• **The task**
Take the line containing "In this exercise you will mark the blue" and every line after it to the end of the material below; reproduce them exactly, without pictures.

*****

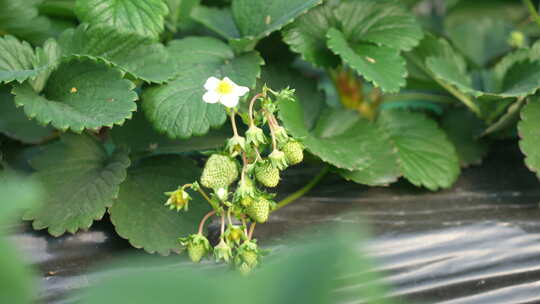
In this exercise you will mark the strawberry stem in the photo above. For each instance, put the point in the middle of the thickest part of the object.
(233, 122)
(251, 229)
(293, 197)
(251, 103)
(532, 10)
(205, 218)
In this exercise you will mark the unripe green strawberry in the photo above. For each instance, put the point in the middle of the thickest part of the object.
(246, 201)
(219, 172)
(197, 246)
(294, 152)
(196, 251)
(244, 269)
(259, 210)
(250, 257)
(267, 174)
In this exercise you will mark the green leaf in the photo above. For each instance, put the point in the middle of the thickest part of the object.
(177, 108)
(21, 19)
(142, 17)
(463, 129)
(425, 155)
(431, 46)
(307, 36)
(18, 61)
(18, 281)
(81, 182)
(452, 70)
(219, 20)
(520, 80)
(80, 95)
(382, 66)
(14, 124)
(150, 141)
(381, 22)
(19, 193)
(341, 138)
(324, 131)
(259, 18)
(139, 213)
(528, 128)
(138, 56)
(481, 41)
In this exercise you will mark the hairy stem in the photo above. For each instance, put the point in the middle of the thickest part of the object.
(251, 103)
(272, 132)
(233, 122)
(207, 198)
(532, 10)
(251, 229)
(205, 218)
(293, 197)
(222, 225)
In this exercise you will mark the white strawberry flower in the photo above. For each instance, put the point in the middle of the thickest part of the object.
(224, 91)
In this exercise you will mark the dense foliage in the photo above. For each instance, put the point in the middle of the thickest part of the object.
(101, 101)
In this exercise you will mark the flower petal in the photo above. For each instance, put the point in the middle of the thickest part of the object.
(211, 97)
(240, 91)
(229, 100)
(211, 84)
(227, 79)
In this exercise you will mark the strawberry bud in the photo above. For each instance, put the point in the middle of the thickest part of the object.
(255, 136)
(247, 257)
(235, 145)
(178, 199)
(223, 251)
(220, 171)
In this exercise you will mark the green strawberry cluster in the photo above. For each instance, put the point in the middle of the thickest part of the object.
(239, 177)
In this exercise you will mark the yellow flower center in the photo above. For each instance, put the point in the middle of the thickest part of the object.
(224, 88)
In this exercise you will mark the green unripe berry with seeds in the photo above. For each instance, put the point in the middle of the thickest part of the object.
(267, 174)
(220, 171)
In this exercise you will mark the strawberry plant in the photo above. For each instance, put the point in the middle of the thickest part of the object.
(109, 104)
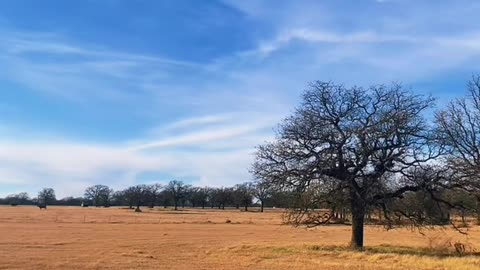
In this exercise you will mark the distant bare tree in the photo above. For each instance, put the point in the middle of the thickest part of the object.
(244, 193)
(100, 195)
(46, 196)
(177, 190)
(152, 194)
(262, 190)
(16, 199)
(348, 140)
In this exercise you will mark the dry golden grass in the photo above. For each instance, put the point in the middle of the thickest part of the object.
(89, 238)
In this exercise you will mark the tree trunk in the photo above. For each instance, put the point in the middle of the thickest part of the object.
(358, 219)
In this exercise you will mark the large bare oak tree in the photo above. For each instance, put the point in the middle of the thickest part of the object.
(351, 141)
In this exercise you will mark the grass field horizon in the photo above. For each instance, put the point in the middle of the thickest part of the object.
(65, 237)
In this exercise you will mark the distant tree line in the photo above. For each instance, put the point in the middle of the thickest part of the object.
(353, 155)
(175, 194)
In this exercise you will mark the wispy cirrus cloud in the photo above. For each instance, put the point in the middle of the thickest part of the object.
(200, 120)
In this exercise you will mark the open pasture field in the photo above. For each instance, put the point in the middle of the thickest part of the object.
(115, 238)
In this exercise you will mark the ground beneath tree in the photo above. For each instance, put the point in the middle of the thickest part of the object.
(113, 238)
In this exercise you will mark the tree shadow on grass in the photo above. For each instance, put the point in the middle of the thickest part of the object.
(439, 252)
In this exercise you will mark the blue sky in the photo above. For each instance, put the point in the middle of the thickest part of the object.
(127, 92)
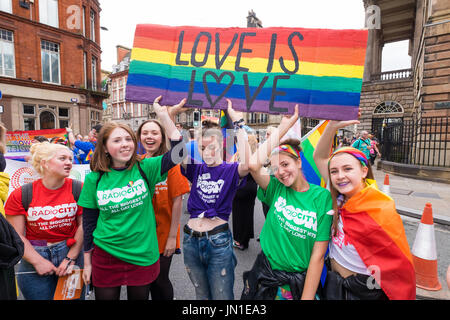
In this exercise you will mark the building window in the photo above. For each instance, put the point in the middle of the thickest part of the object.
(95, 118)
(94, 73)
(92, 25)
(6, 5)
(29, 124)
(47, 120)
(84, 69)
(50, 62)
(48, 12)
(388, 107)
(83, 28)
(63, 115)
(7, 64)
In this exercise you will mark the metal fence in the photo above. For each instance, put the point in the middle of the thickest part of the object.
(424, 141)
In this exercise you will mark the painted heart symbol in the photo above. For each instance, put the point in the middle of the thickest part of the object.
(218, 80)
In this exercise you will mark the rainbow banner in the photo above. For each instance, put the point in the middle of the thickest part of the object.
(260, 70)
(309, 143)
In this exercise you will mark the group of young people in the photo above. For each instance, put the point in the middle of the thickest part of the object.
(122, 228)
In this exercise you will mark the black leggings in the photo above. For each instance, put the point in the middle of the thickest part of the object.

*****

• **Solution for this problem**
In this exercise you will mark the blue sky in the photo above. For each instance, put the point in the middle of the thickest part of the object.
(127, 92)
In this exercise you will mark the building window in the photo above. For each instance, put the point in the middle of the thickest part of the object.
(95, 118)
(94, 73)
(92, 25)
(6, 5)
(29, 124)
(47, 120)
(84, 69)
(50, 62)
(48, 12)
(388, 107)
(83, 28)
(63, 115)
(7, 64)
In this exercise you will mark the metal fence in the photo above. For each instance, put the point in the middle of the thickest part of the object.
(424, 141)
In this exercise you will mark the painted heart symbol in the photo above. For each instance, put the point in the middle of the thickest part of the object.
(218, 80)
In this exercise you will mark the rainbow banner in the photo above. For each instance, put the point in the middle of the thickest part of the object.
(260, 70)
(309, 143)
In this exercise you will mark the group of young people in the photo above. For each instance, put the point in the middle of the thickest part of the object.
(122, 228)
In this exercise you will mark the black leggings in the photo above. For each instance, put the point in the middle of the thickest part of the object.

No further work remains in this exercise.